ASSIGNED TASK A:
From the MyThinks post, reproduce the stretch from "MyThinks: newer and improveded" through "the wider cosmos?" word for word.
ASSIGNED TASK B:
Answer these from the MyThinks post:
(i) What question did the crew switch to after failing to answer their first one?
(ii) From what kind of advertising does the post say MyThinks earns tens of dollars?
(iii) Whose "pretty legal" defence of breaches of the Copyright Act does the post mention?
___ PAGE EXTRACT ___
MyThinks: newer and improveded

From time to time in the world of pseudojournalism, there comes a point when a lack of funds forces one to take stock and reassess one’s place in the world.

Recently the crew at MyThinks has been doing a lot of soul-searching. We began by going back to our core values with this simple question: why do we exist and how does our existence impact on those around us, the community and the wider cosmos?

We were unable to answer that question, so we changed it to: how can we get more clicks?

For some years now MyThinks has delivered quality thinks in a concise and satirical way. We’ve taken it upon ourselves to point out the sheer hypocrisy of National Party and ACT politicians ahead of our own needs to earn tens of dollars from Google advertising. Sure, pointing out that Steven Joyce’s “pretty legal” defence of breaches of the Copyright Act was more ridiculous than, say, a Seymour twerk is important for the fabric of political discourse in New Zealand, but it doesn’t generate the clicks.
___ GIVEN INFORMATION ___
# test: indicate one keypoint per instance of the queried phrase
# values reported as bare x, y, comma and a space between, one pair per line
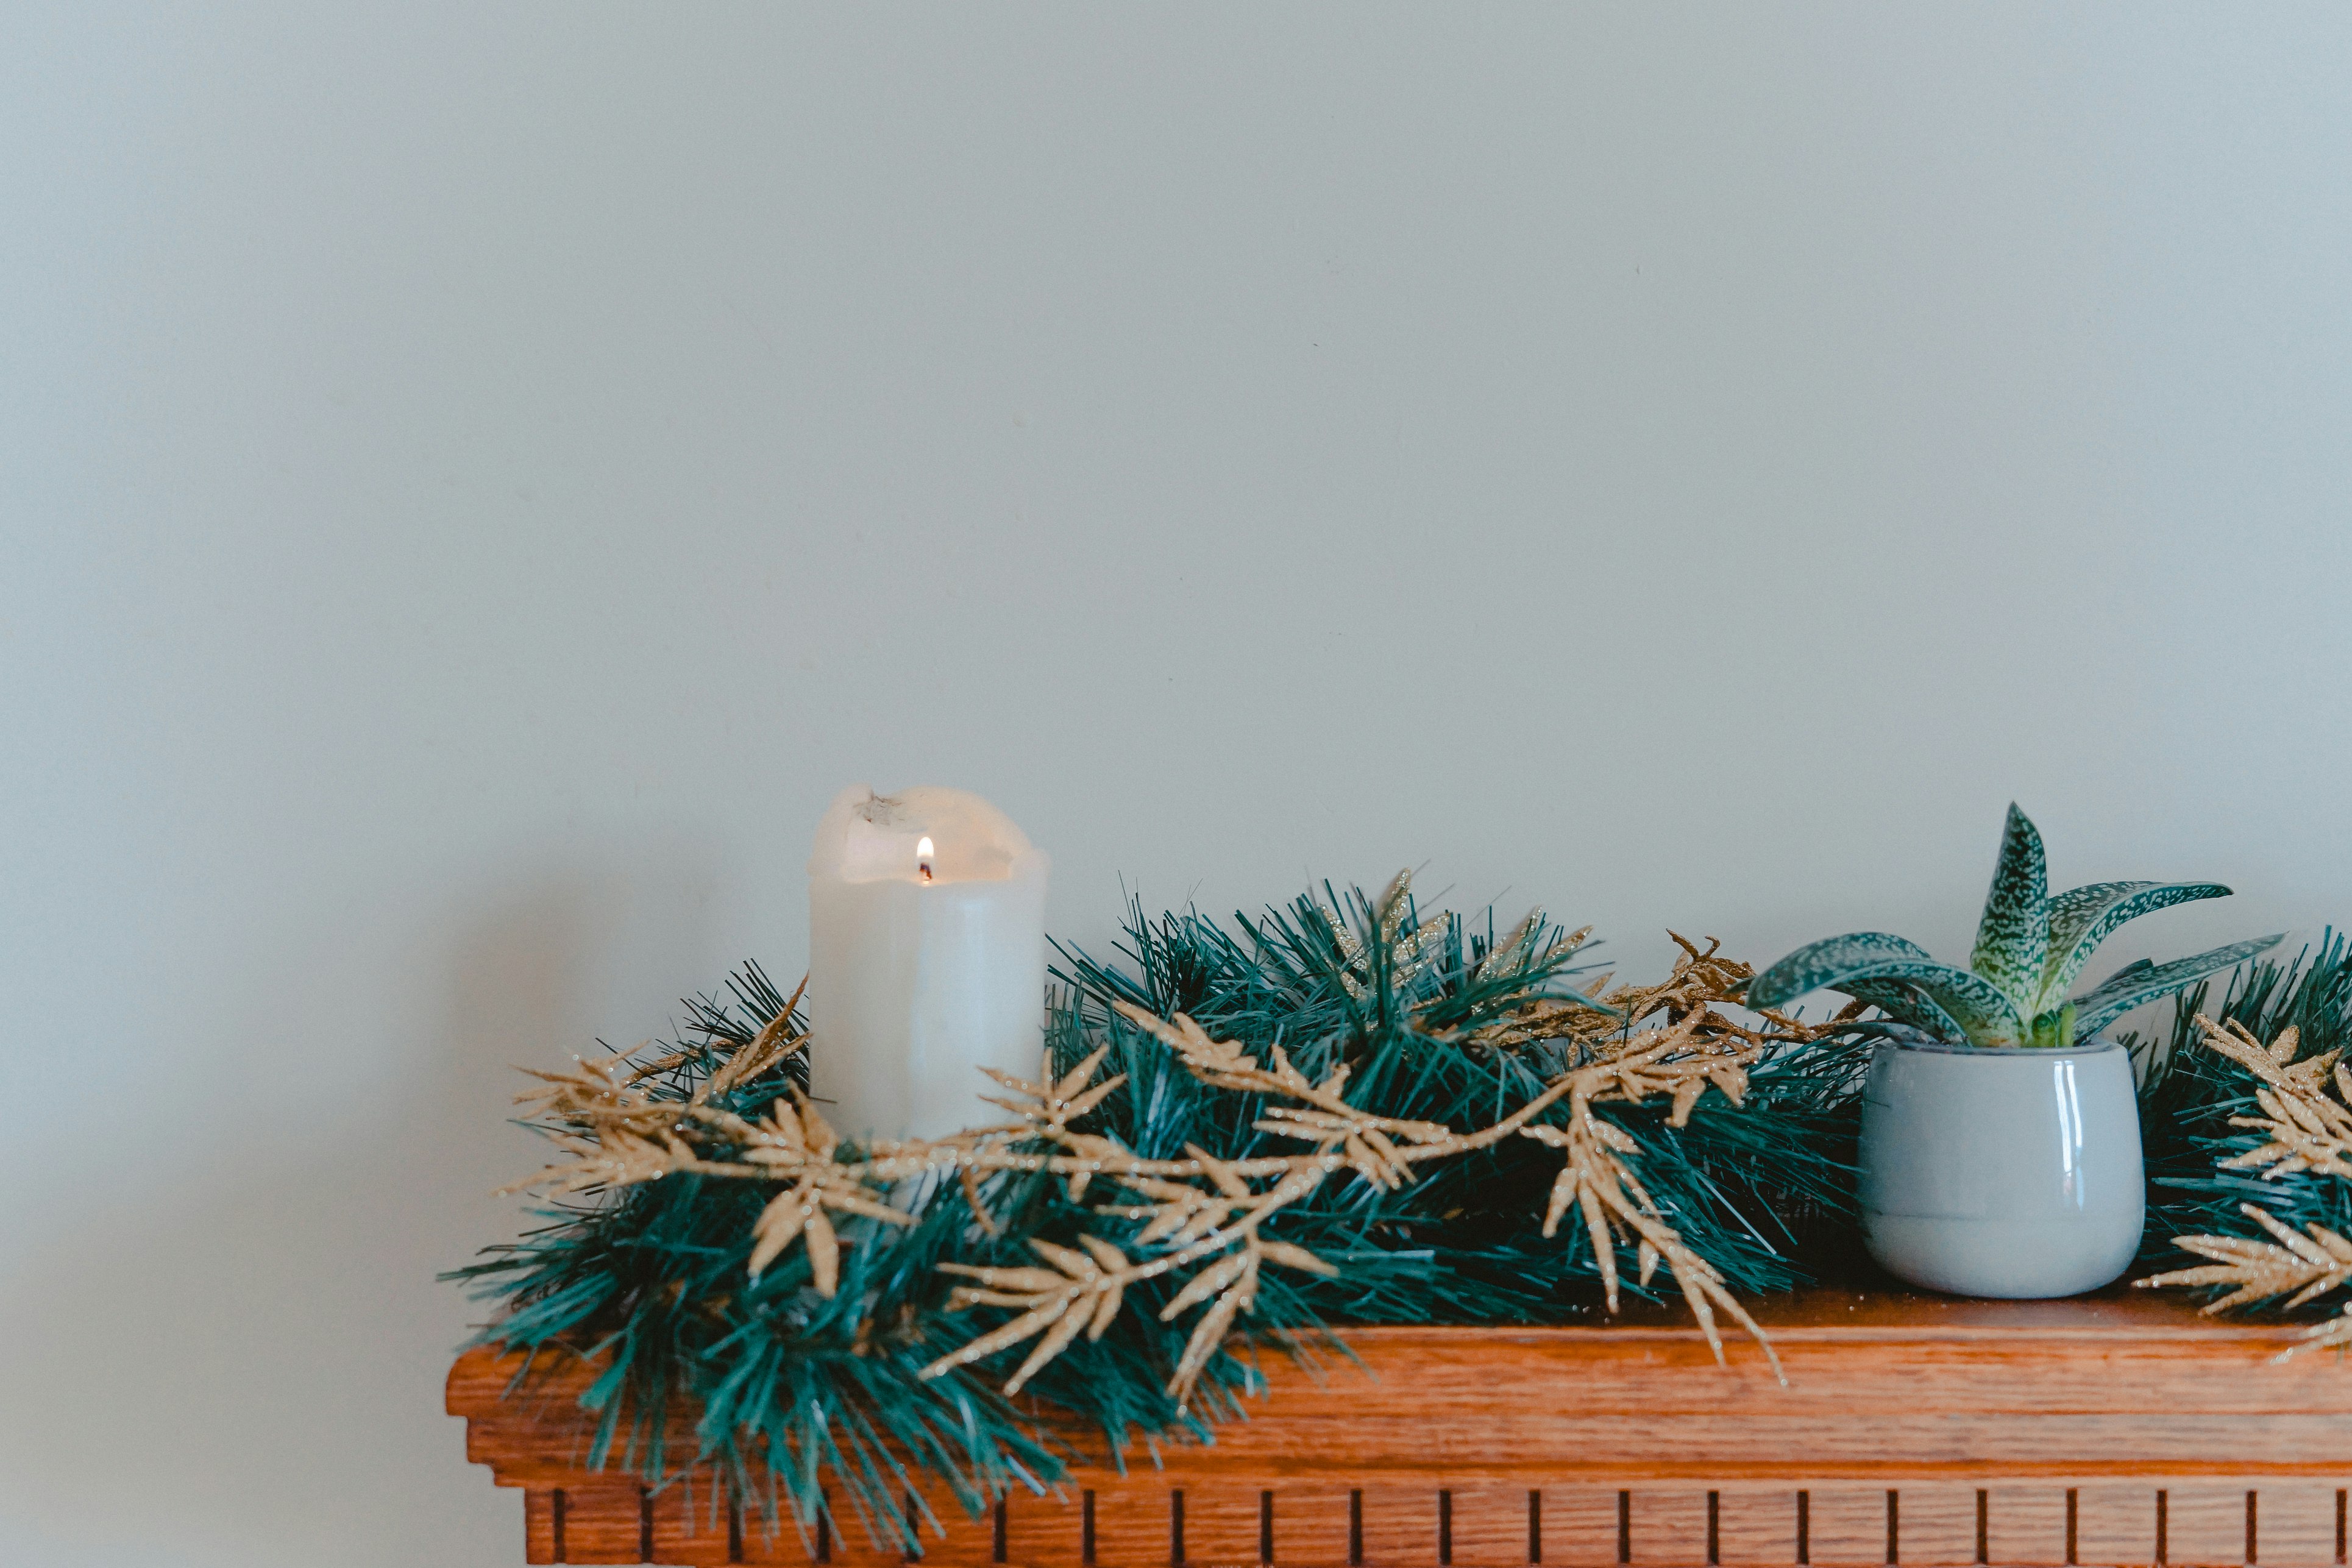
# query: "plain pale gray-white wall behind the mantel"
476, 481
___
TASK ANSWER A:
MyThinks: newer and improveded

From time to time in the world of pseudojournalism, there comes a point when a lack of funds forces one to take stock and reassess one’s place in the world.

Recently the crew at MyThinks has been doing a lot of soul-searching. We began by going back to our core values with this simple question: why do we exist and how does our existence impact on those around us, the community and the wider cosmos?

TASK ANSWER B:
(i) How can we get more clicks?
(ii) Google advertising.
(iii) Steven Joyce's.